Reproduce the data from the line that contains "Reviewer note: make sure each instance of the road" through the end of the data, changing "pavement" to "sidewalk" and leaving everything else unchanged.

***** Extracted information

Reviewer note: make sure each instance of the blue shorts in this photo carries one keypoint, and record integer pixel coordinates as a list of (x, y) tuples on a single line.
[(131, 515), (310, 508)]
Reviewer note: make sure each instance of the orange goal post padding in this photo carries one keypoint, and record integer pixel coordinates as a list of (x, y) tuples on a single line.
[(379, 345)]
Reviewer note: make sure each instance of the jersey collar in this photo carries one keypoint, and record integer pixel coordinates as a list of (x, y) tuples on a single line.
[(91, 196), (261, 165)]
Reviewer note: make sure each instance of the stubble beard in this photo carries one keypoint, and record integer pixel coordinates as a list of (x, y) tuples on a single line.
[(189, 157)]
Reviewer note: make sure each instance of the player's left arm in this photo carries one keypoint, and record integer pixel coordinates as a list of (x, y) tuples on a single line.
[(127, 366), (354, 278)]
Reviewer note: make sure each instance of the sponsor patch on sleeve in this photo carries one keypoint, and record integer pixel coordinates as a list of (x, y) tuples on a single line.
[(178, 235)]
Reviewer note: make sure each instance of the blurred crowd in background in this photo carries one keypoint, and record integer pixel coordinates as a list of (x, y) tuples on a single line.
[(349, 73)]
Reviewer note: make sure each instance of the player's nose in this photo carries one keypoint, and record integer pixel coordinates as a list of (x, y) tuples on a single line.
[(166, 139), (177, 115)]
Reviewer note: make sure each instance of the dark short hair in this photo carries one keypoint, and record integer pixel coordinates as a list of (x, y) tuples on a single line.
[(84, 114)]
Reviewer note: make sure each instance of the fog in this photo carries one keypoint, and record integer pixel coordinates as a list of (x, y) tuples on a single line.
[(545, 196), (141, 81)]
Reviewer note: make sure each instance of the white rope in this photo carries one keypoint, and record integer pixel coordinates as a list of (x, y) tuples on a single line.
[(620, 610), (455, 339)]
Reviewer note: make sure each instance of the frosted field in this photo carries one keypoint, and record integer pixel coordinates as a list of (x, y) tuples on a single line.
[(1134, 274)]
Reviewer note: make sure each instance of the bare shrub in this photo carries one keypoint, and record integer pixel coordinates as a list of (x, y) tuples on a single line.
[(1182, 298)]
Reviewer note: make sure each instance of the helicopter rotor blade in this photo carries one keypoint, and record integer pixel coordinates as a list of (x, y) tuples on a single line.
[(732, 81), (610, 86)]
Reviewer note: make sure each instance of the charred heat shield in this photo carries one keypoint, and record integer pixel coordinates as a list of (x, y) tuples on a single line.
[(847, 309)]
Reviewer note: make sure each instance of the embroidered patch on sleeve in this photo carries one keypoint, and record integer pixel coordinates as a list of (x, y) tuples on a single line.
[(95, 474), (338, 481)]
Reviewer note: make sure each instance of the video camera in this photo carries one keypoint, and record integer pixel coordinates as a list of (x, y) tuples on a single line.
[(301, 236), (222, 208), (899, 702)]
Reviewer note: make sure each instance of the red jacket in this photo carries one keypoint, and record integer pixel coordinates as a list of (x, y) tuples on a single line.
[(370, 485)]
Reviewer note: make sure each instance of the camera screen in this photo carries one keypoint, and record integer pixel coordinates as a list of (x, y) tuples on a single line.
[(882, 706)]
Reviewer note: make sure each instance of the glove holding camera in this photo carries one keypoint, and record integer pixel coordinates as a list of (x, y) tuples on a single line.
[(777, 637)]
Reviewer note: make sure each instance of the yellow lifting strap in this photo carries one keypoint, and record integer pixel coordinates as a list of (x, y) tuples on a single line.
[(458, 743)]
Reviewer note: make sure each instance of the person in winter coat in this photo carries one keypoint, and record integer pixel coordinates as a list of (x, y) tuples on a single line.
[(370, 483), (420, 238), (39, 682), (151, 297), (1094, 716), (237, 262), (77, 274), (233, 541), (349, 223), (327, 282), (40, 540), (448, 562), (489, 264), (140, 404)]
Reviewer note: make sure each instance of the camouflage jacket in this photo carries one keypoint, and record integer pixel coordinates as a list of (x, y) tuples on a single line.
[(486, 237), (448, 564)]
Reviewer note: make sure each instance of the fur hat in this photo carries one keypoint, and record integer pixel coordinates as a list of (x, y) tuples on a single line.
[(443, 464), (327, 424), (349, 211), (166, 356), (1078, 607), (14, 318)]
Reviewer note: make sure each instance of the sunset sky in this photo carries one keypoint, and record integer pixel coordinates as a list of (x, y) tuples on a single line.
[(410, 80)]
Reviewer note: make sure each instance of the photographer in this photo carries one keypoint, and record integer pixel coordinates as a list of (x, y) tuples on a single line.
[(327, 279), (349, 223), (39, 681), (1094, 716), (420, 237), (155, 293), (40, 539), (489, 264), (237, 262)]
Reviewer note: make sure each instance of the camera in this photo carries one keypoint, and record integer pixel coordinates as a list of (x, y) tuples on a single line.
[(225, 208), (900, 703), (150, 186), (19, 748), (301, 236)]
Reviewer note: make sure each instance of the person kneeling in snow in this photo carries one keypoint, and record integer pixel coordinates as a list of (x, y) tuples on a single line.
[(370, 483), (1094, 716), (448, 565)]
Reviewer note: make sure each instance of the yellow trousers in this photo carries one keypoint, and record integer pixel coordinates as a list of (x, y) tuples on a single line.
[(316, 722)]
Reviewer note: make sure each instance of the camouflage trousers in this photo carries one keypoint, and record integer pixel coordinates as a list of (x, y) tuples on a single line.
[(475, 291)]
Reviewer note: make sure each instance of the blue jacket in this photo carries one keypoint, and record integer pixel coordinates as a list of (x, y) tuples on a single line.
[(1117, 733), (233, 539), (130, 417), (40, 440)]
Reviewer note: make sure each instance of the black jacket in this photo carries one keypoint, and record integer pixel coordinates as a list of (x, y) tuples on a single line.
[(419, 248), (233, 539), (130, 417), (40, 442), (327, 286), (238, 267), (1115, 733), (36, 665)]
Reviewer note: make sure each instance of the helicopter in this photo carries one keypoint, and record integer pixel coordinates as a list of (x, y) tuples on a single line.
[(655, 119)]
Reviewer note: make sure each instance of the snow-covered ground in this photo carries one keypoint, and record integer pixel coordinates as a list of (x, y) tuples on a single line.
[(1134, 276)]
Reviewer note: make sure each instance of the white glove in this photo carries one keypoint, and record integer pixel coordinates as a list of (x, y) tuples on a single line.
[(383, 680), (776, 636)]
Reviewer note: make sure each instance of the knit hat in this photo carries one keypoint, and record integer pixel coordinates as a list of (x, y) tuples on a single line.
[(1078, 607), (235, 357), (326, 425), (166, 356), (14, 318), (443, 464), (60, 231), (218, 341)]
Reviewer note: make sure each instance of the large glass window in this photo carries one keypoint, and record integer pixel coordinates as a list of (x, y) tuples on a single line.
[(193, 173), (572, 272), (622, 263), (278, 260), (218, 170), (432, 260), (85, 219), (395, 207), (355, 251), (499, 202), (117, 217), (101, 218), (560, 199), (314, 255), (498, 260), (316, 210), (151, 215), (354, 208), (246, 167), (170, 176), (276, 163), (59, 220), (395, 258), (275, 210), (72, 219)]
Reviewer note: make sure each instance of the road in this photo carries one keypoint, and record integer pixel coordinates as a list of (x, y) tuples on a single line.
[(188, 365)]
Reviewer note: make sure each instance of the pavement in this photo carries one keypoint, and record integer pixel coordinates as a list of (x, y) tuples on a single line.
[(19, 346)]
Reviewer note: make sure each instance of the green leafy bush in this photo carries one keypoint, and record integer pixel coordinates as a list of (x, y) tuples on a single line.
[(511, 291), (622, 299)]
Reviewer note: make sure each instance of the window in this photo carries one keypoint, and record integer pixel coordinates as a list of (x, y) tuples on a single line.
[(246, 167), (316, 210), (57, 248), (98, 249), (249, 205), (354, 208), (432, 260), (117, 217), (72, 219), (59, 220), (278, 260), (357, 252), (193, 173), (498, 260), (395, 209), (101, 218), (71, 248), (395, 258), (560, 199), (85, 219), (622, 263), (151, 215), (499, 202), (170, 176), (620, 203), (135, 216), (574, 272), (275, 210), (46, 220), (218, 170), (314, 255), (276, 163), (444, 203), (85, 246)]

**********

- Solution below -
Reviewer note: make sure each instance of the road in this photo carries one keypoint, and record integer pixel coordinates as a list of (x, y) tuples on a single line.
[(188, 365)]
Reviewer note: make sure each instance of the sidewalk in this photo carries one keypoint, and record integer pixel coordinates as a list of (x, y) tuples on a single line.
[(19, 346)]
Reviewer note: make sure each instance of the green leafy bush in this photo carries one keypoint, and record integer pixel coordinates as a list of (x, y) tuples on a single line.
[(511, 291), (622, 299)]
Reviewer note: make sure each instance of the window in this photo carries one keypoint, and record integer pixel coordinates as a list of (x, y) tuples on a single line.
[(246, 167), (316, 210), (57, 248), (98, 249), (249, 205), (354, 208), (432, 260), (117, 217), (72, 219), (59, 220), (278, 260), (357, 252), (193, 173), (498, 260), (395, 209), (101, 218), (71, 248), (395, 258), (560, 199), (85, 219), (622, 263), (151, 215), (499, 202), (170, 176), (620, 203), (135, 216), (574, 272), (275, 210), (46, 220), (218, 170), (314, 255), (276, 163), (444, 203), (85, 246)]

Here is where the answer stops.